■ Problem details
Repeat every record below exactly, leaving out the pictures.

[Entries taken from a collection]

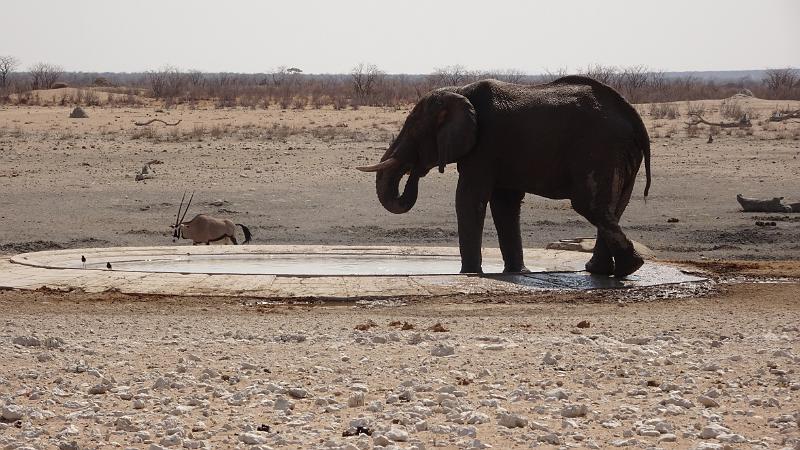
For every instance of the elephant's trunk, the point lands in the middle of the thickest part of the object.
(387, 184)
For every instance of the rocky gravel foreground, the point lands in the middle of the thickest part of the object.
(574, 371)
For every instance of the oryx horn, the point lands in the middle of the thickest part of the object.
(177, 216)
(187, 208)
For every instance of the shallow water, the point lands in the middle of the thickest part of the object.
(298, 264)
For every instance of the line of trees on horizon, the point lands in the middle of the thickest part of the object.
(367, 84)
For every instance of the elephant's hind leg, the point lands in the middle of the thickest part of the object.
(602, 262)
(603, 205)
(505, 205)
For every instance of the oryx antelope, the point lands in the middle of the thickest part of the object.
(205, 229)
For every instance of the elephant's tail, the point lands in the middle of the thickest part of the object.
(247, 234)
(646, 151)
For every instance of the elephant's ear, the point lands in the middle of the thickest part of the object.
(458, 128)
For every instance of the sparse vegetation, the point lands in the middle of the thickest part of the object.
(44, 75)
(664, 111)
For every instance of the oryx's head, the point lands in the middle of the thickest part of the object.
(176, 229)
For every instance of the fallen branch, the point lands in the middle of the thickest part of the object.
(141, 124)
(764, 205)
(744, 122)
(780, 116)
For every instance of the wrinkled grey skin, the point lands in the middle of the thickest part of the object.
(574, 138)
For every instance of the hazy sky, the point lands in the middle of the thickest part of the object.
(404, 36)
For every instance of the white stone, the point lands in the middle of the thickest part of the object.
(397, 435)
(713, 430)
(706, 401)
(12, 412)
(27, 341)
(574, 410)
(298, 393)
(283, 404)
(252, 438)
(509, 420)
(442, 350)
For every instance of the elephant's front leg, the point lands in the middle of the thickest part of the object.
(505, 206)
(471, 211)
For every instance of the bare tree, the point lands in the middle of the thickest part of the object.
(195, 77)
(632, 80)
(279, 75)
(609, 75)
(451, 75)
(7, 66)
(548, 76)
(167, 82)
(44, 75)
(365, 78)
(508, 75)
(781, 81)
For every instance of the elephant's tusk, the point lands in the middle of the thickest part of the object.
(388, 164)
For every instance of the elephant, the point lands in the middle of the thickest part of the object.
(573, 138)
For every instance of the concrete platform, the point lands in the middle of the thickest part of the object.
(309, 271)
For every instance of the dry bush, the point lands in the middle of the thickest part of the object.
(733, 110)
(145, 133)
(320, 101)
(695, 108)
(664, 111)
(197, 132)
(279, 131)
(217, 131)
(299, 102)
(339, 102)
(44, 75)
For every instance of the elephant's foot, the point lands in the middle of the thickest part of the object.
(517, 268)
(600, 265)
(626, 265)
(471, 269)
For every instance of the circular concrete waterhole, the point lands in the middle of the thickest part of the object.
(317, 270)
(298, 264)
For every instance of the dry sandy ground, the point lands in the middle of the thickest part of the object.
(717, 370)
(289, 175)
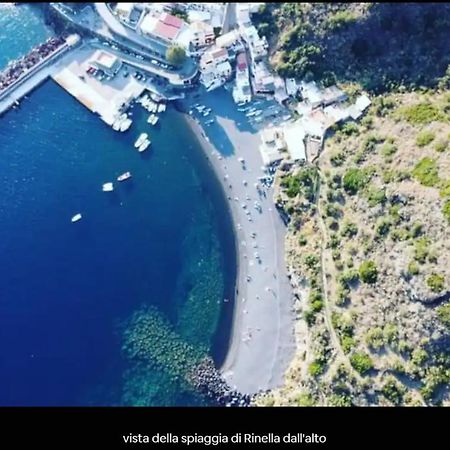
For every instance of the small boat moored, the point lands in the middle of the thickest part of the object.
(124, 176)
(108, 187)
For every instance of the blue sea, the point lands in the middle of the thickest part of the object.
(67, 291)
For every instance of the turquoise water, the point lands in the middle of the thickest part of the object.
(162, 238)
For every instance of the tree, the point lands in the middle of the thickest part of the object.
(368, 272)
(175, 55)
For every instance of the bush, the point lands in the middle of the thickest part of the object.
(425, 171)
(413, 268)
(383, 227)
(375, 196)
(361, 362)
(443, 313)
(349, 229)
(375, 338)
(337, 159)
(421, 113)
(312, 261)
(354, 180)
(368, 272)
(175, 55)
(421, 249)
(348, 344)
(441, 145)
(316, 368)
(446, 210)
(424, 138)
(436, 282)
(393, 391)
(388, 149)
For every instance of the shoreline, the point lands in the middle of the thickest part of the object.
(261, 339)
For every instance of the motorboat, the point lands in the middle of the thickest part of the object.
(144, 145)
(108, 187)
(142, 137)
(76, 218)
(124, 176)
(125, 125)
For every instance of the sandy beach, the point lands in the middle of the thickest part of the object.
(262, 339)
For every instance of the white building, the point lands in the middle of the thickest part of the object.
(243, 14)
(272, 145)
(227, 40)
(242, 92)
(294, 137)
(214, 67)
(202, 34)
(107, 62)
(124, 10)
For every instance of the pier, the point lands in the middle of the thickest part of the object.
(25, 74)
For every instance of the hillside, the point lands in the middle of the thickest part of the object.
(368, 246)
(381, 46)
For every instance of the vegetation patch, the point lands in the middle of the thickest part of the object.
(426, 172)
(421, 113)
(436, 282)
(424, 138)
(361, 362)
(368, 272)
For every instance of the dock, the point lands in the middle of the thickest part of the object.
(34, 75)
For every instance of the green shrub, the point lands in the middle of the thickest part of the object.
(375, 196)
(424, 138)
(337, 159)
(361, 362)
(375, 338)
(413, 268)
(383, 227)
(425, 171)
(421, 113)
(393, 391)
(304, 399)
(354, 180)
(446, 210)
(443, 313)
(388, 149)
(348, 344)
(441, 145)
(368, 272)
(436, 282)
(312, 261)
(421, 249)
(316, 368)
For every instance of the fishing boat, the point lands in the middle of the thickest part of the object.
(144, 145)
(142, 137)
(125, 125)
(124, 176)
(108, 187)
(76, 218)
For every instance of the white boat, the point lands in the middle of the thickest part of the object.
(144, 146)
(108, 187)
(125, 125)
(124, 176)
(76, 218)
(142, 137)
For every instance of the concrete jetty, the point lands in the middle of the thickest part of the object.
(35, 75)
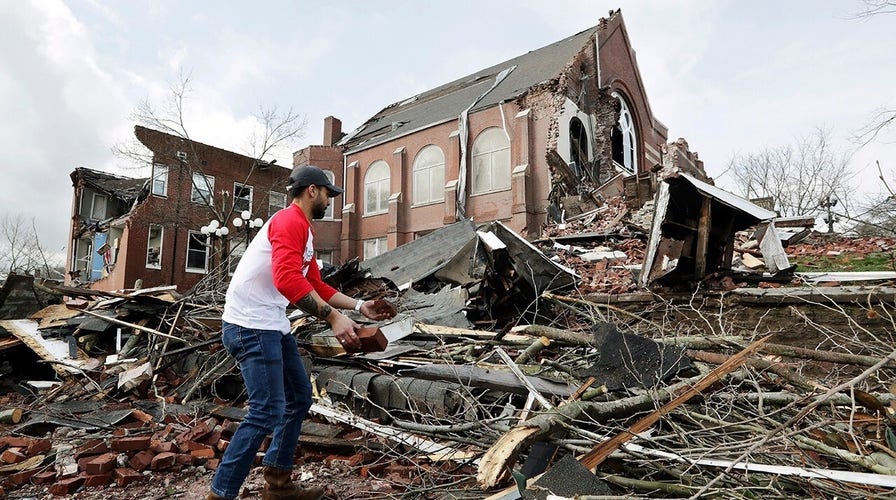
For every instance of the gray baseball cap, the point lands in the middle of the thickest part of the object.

■ Result of this task
For every instance of the elephant's trunk, the point lands in the middle of the thickest part of the object.
(387, 184)
For every instance of the rocky gravel foreground, the point lands in the middle of the thickest part of the object.
(574, 371)
For every instance of the oryx horn, the point lands in the middle of the thickest part of the object.
(177, 216)
(187, 208)
For every instance of the shallow water, the point lands in the middle of the thickest part of the object.
(298, 264)
For every instance of the line of trees on horizon, the point lands in the middle of the thickest part of the object.
(367, 84)
For every instance of the elephant's hind leg, the point lands in the middle of the thickest part of the object.
(602, 262)
(603, 205)
(505, 205)
For every instance of the oryx antelope, the point lands in the middle of the thickest part of the object.
(205, 229)
For every instance of the elephant's tail, the point lands in the middle of the thickest part of the object.
(247, 234)
(646, 151)
For every instance of the elephant's ear, the point lands in the middle of the thickest part of the object.
(458, 128)
For every instance of the sparse vegetation, the point lands in the middle of the thickest part of the object.
(44, 75)
(664, 111)
For every instance of the oryx's head, the point lands in the middle of the thickest part of the object.
(176, 229)
For every instance of the fallen branch, the point lands in the middle of the thickest part of the object.
(141, 124)
(764, 205)
(744, 122)
(780, 116)
For every instance of the wrinkled grey skin, the point lands in the middle of the thickest part of the object.
(574, 138)
For every instance of the hazy sky, the point lands in the middle of the thickest part of the object.
(404, 36)
For every instance of the white stone, the point lands in the middle of the thickest part of the object.
(397, 435)
(713, 430)
(706, 401)
(12, 412)
(27, 341)
(574, 410)
(298, 393)
(283, 404)
(252, 438)
(509, 420)
(442, 350)
For every instance of the elephant's front leg, the point lands in the middle of the thickest part of the object.
(505, 206)
(471, 211)
For every instance of the bare tree, the point lands in the middle of the thickest part of the object.
(195, 77)
(632, 80)
(279, 75)
(609, 75)
(451, 75)
(7, 66)
(548, 76)
(167, 82)
(44, 75)
(365, 78)
(508, 75)
(781, 81)
For every instance of the elephant's tusk, the point lands in the middle of the thickest part of the object.
(388, 164)
For every instance of the elephant, the point lands in the middle of the thickest part of the object.
(573, 138)
For every instance of the concrete platform, the point lands in the middle of the thickest part of the object.
(309, 271)
For every instance of the dry bush, the point lands in the middle of the thickest part of the object.
(733, 110)
(145, 133)
(320, 101)
(695, 108)
(664, 111)
(197, 132)
(279, 131)
(217, 131)
(299, 102)
(339, 102)
(44, 75)
For every instance of the elephant's foot, the point lands in the middle of the thickest part of the object.
(517, 268)
(600, 265)
(626, 265)
(471, 269)
For every instance of the circular concrete waterhole, the point lands in the middle of the thickest part of the object.
(317, 270)
(298, 264)
For every instance of the dry sandy ground, the point lands in the middle of the thickest part of the object.
(717, 370)
(289, 175)
For every instance of the small boat moored, the point lands in the middle of the thickest part of the object.
(124, 176)
(108, 187)
For every instance of the blue sea, the point lands in the middle of the thickest part of the object.
(67, 291)
For every instance of the turquoise water, the point lands in the middle of the thickest part of the object.
(162, 238)
For every instance of the tree, the point lands in the middle of the thickest part of the object.
(368, 272)
(175, 55)
For every instance of the bush, the point lands in the middle of the thickest part of the object.
(425, 171)
(413, 268)
(383, 227)
(375, 196)
(361, 362)
(443, 313)
(349, 229)
(375, 338)
(337, 159)
(421, 113)
(312, 261)
(354, 180)
(368, 272)
(175, 55)
(421, 249)
(348, 344)
(441, 145)
(316, 368)
(446, 210)
(424, 138)
(436, 282)
(393, 391)
(388, 149)
For every instance of the shoreline, the point lands in the middle of the thickest part of the object.
(261, 339)
For every instance of the motorboat, the point lands in the middle of the thickest part of the object.
(144, 145)
(108, 187)
(142, 137)
(76, 218)
(124, 176)
(125, 125)
For every instance of the sandy beach, the point lands in the middle of the thickest part of the object.
(262, 339)
For every instance of the white building, the point lands in the middle of the thickest part of the object.
(243, 14)
(272, 145)
(227, 40)
(242, 92)
(294, 137)
(214, 67)
(202, 34)
(107, 62)
(124, 10)
For every instance of the pier, the point lands in the middle of the thickest part of the object.
(25, 74)
For every instance of the hillside, the point lands in the middle of the thickest part of the object.
(368, 246)
(381, 46)
For every instance of the vegetation patch, the point lands in the middle of the thickest part of the object.
(426, 172)
(421, 113)
(436, 282)
(424, 138)
(361, 362)
(368, 272)
For every instance of the dock, the point lands in the middle of the thickest part of the object.
(34, 75)
For every instance of the green shrub, the point lands in the middle of the thickest part of the object.
(375, 196)
(424, 138)
(337, 159)
(361, 362)
(375, 338)
(413, 268)
(383, 227)
(425, 171)
(421, 113)
(393, 391)
(304, 399)
(354, 180)
(446, 210)
(443, 313)
(388, 149)
(348, 344)
(441, 145)
(368, 272)
(436, 282)
(312, 261)
(421, 249)
(316, 368)
For every instance of the fishing boat, the point lands in the middle of the thickest part of the object.
(144, 145)
(142, 137)
(125, 125)
(124, 176)
(108, 187)
(76, 218)
For every instance of the white boat, the point lands in the middle of the thickest part of the object.
(144, 146)
(108, 187)
(125, 125)
(124, 176)
(76, 218)
(142, 137)
For every instance of the concrete jetty, the point lands in the middle of the thickest part of the object.
(35, 75)
For every instance of the gray baseball cap, the point lands in the middle of the thickest part of the object.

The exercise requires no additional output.